··· Page text ···

HLA typing from next generation sequencing data : strategies, methods, and applications

Abstract

HLA genes play a key role in the human immune system. As a result, HLA typing is very important for both clinical laboratories and biomedical research. However, HLA typing has always been challenging due to the complexity of this group of genes, including existence of large number of alleles for most HLA genes, major sequence difference between these alleles, sequence similarity among the paralogous HLA genes, and long range linkage disequilibrium (LD) in this region.

With the development of NGS, large amount of sequencing data are becoming widely available. Although most of them were not generated for this purpose, they still provide valuable resources for HLA typing. NGS data might be useful in many aspects such as preliminary screening for potential organ donors, for individuals that are potentially susceptible to adverse drug responses, risk prediction for complex diseases, and population genetic studies.

However, due to the complexity of the HLA loci, the large amount of NGS data has not been made informative on HLA genotypes. Many efforts have been made on HLA typing by mining NGS data, including the alignment-based method that relies on counting the number of short reads aligned to each specific allele, the assembly- and scoring-based method that takes into account of good quality contigs and their scores for each candidate HLA allele. These methods capitalize on the increasing accessibility and affordability of NGS sequencing and have greatly reduced the time and cost required to make an HLA call comparing to traditional standard PCR-based solutions. Unfortunately, these methods are only capable of achieving low-digit resolution and perform poorly at higher-digit resolution, which is required for clinical applications.

In this study, I introduce a novel approach for accurate HLA typing at high-digit resolution based on a strategy of comparing sequence reads to a comprehensive reference panel containing all the known HLA alleles for high efficiency mapping, followed by assembly of the mapped reads to contigs, stepwise matching and designation of the contigs to HLA alleles and decision on HLA allele calling. Testing of the method on a set of public and internal whole exome sequencing (WES) data demonstrated that this new method is capable of reporting HLA alleles at a high-digit resolution with great accuracy.

I also conducted a preliminary analysis of WES data from a set of NGS samples generated in-house. HLA calling results demonstrated consistent allele frequencies to those recorded in the Allele Frequency Net Database (AFND) of the same population. In addition, I also used the typing results from the NGS samples to design population-specific primers and probes. Finally, two set of samples with Crohn’s disease and tuberculosis were studied using this method. Results showed that the previous findings related to HLA and these diseases were effectively replicated in our dataset using the proposed method. Certain interesting results that were not yet reported were also observed in our dataset. These preliminary results highlighted the potential applications of this method for HLA calling from NGS data.

··· Records shown ···

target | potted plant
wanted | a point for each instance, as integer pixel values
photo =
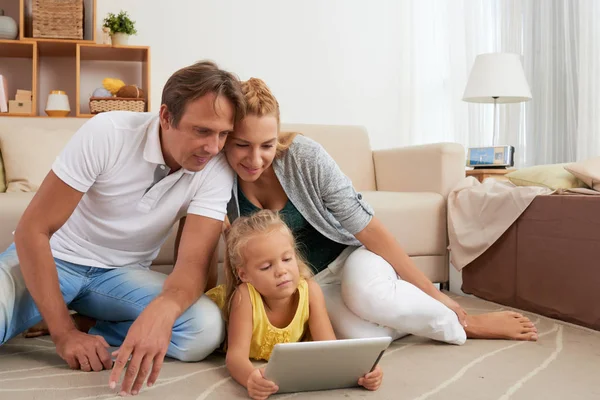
(121, 27)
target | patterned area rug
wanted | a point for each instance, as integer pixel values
(562, 364)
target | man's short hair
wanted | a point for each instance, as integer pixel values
(197, 80)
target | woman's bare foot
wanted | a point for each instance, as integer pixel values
(501, 325)
(83, 324)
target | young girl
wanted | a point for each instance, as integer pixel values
(269, 298)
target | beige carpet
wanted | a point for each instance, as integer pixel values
(563, 364)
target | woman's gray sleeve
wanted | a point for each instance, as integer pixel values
(339, 195)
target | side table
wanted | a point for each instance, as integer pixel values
(482, 173)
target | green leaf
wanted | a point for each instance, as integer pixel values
(120, 23)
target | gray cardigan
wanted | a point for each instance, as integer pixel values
(320, 191)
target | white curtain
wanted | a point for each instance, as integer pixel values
(560, 46)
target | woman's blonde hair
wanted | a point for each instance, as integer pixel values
(261, 102)
(242, 230)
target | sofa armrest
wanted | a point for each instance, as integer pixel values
(426, 168)
(12, 206)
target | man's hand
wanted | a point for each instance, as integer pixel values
(260, 388)
(83, 351)
(147, 342)
(372, 380)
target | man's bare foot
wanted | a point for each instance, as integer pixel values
(83, 324)
(501, 325)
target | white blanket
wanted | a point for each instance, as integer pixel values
(479, 213)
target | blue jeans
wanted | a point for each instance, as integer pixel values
(115, 298)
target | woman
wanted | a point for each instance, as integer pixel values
(372, 287)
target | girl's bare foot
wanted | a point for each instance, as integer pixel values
(501, 325)
(83, 323)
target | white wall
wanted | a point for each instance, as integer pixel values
(327, 61)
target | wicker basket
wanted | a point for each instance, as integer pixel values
(102, 104)
(57, 19)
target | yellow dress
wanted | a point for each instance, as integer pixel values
(264, 335)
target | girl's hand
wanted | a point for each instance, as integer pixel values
(372, 380)
(258, 387)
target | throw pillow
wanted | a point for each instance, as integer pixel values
(2, 179)
(29, 154)
(588, 171)
(553, 176)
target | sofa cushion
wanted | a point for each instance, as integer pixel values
(348, 145)
(2, 178)
(417, 220)
(28, 155)
(13, 205)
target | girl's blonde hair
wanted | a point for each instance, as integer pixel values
(242, 230)
(261, 102)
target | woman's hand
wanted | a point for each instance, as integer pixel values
(372, 380)
(454, 306)
(260, 388)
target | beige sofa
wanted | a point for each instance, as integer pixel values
(407, 187)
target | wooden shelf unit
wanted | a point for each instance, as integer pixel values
(15, 56)
(76, 66)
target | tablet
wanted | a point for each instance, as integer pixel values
(330, 364)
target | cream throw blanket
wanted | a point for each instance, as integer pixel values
(479, 213)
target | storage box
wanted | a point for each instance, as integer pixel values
(23, 97)
(19, 107)
(57, 19)
(103, 104)
(24, 92)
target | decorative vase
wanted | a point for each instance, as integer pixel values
(119, 39)
(8, 27)
(58, 104)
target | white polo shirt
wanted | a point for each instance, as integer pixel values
(130, 203)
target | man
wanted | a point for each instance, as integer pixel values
(100, 218)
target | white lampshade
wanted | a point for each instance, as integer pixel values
(498, 75)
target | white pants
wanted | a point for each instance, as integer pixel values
(366, 298)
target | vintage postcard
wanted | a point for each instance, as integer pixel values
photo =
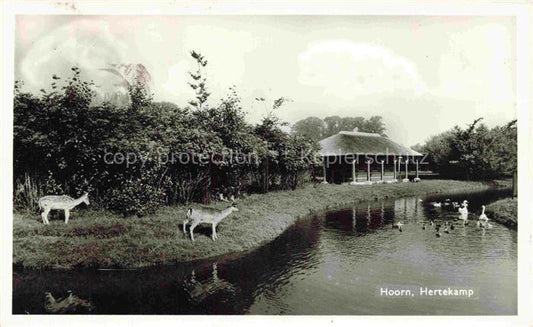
(280, 162)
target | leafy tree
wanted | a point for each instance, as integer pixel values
(476, 152)
(199, 81)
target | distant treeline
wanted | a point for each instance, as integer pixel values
(473, 153)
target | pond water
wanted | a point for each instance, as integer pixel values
(334, 263)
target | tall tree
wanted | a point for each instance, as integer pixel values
(199, 81)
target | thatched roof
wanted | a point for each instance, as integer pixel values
(362, 143)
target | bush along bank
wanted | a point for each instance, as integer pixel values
(504, 211)
(102, 239)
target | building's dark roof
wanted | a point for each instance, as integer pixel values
(362, 143)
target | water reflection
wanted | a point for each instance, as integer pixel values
(198, 291)
(68, 304)
(330, 263)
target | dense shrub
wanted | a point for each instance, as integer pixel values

···

# Problem 1:
Repeat word for word the portion of the HLA typing abstract starting at "HLA genes play" and ending at "in this region.".
# Problem 2:
Using the HLA typing abstract, answer the following:
(a) On what kind of sequencing data was the new method tested?
(b) In which database were the recorded allele frequencies found to be consistent with the HLA calling results?
(c) Which two diseases were represented in the sample sets studied with this method?

# Task output 1:
HLA genes play a key role in the human immune system. As a result, HLA typing is very important for both clinical laboratories and biomedical research. However, HLA typing has always been challenging due to the complexity of this group of genes, including existence of large number of alleles for most HLA genes, major sequence difference between these alleles, sequence similarity among the paralogous HLA genes, and long range linkage disequilibrium (LD) in this region.

# Task output 2:
(a) A set of public and internal whole exome sequencing (WES) data.
(b) The Allele Frequency Net Database (AFND).
(c) Crohn's disease and tuberculosis.